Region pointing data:
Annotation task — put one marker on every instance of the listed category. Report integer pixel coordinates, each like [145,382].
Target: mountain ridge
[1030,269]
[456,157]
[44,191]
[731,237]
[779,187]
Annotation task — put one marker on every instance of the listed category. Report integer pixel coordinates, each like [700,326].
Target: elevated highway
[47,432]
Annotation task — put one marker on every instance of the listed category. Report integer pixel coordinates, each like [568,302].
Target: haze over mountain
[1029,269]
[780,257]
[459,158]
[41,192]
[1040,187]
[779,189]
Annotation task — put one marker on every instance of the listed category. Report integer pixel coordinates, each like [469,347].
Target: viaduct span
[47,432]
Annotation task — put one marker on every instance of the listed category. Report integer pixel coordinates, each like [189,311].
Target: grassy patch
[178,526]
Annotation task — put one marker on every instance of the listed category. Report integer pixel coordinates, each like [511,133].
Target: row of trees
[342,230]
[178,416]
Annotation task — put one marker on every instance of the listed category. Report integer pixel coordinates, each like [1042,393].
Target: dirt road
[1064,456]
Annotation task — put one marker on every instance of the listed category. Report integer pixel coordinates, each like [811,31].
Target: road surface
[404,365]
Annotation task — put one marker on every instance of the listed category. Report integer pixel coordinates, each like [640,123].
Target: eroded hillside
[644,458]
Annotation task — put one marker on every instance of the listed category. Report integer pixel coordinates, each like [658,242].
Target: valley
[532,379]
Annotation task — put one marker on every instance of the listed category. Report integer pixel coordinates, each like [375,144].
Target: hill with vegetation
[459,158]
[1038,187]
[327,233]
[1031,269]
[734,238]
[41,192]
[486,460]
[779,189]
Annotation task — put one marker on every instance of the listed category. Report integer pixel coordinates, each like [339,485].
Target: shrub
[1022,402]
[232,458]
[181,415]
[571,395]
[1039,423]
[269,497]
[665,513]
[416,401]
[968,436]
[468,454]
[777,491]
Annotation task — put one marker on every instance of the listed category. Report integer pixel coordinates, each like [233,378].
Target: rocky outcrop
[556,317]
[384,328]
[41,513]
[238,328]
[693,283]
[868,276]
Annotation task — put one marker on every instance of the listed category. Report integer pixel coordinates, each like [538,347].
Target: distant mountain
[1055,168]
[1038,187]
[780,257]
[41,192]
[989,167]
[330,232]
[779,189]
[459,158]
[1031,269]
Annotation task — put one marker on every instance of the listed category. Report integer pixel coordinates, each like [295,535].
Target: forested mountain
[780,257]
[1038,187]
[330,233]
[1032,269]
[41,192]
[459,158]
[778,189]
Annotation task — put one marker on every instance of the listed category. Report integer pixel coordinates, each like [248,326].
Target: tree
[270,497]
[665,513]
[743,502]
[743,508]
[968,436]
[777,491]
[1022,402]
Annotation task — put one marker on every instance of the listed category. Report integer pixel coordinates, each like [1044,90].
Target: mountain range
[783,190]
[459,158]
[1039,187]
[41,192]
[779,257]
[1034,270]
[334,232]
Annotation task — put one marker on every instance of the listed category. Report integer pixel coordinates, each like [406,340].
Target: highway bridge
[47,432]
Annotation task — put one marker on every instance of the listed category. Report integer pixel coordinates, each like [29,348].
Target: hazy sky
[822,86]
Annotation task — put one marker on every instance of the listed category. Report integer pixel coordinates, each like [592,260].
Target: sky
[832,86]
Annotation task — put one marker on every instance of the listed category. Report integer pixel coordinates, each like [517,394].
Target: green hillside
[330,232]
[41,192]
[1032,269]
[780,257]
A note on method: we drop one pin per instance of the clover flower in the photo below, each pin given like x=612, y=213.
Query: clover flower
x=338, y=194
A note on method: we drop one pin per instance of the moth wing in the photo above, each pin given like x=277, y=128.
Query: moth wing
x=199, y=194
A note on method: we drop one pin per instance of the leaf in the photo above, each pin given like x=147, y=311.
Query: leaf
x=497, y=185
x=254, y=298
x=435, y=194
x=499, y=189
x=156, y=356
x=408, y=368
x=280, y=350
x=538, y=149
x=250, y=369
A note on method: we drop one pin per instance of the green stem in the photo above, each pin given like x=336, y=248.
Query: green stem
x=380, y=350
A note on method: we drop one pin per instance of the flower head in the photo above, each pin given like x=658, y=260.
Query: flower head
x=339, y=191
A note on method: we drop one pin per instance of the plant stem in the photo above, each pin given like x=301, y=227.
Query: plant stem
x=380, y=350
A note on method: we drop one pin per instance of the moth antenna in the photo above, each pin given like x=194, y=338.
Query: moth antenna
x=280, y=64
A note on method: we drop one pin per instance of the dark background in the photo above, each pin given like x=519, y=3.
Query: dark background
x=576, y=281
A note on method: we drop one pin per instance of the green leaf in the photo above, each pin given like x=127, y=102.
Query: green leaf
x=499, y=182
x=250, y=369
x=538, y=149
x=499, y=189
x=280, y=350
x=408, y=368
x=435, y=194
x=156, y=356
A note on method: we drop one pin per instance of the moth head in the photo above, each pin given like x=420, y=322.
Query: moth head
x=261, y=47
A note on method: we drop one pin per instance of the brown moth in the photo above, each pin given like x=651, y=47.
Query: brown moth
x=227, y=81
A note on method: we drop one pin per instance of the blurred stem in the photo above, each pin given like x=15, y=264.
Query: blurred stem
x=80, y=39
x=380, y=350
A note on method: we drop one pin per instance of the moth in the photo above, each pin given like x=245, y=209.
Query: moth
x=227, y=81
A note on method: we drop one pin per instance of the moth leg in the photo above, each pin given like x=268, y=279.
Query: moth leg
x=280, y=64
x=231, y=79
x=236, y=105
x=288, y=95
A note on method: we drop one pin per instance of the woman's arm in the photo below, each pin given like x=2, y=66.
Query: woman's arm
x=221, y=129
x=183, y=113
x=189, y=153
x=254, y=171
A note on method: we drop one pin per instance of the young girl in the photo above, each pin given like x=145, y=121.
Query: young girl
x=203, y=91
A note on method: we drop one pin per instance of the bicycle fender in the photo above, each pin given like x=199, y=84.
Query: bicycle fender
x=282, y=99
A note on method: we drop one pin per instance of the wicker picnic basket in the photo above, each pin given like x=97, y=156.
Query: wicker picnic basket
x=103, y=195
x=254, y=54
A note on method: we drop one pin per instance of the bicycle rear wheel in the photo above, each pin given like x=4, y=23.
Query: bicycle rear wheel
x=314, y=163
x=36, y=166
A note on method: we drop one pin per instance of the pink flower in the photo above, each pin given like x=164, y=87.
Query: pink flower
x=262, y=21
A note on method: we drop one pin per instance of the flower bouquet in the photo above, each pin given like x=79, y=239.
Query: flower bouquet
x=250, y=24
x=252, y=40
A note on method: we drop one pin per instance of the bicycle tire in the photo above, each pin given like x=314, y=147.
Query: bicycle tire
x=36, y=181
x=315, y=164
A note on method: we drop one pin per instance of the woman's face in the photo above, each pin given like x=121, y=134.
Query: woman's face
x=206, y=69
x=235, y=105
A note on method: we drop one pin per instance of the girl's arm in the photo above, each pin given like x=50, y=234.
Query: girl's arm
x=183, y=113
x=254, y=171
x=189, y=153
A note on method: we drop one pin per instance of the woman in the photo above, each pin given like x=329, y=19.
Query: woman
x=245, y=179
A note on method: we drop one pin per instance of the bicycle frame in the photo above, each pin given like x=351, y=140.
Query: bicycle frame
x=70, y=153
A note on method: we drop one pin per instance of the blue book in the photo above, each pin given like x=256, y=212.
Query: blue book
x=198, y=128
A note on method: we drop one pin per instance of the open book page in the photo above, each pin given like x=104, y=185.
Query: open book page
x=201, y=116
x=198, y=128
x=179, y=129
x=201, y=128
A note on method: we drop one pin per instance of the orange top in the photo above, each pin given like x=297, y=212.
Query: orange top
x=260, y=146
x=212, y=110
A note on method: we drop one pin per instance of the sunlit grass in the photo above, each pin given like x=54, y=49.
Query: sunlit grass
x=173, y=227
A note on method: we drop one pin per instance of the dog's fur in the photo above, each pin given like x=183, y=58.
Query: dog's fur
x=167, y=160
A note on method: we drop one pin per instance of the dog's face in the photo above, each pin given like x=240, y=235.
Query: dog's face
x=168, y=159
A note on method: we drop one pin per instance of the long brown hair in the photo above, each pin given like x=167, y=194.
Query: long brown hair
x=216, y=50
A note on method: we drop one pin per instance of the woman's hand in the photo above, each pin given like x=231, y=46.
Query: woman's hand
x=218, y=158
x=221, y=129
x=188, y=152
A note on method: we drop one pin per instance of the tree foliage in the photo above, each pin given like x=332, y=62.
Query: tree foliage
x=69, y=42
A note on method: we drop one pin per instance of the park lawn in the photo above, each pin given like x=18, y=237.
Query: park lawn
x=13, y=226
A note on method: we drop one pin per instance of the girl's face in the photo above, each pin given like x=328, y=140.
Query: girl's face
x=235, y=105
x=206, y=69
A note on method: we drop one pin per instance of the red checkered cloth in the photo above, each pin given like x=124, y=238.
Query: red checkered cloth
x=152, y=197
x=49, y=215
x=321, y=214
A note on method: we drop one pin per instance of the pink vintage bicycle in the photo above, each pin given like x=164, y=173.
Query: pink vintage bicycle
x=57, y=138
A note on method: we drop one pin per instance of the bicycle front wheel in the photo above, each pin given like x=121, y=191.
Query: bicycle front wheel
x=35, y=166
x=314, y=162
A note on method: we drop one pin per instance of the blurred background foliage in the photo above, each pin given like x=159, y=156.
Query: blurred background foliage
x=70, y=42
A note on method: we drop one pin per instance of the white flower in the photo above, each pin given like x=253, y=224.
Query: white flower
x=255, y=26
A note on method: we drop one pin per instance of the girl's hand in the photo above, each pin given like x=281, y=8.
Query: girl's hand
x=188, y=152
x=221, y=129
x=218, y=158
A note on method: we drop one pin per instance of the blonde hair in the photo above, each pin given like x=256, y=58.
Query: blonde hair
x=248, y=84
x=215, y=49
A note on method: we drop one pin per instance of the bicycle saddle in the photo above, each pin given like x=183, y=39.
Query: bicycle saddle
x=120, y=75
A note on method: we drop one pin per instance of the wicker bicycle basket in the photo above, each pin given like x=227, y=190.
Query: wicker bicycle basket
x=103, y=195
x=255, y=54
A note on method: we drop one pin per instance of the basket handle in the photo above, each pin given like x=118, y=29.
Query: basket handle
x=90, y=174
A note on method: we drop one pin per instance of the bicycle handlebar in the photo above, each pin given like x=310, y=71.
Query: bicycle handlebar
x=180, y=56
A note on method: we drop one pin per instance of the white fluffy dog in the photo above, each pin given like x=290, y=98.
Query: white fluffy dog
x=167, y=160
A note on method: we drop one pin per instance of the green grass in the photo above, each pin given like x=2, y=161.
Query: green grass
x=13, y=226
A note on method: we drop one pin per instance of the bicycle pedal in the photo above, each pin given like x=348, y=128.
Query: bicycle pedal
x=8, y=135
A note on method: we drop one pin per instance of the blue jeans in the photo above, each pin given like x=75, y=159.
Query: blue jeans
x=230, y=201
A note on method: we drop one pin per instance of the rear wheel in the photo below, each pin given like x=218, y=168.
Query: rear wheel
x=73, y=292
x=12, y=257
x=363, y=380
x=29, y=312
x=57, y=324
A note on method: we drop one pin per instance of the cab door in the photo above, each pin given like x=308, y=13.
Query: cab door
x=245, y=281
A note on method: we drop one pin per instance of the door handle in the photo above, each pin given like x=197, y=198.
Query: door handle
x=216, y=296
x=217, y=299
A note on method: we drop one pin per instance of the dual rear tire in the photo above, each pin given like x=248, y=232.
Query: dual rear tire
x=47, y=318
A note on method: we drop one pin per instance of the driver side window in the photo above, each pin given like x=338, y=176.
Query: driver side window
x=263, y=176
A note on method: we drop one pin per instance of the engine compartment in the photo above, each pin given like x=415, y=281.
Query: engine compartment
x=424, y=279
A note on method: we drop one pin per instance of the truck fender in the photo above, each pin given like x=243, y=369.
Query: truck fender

### [What needs to be done]
Only a number is needed here: how many lines of the data include the word "truck"?

### [Response area]
2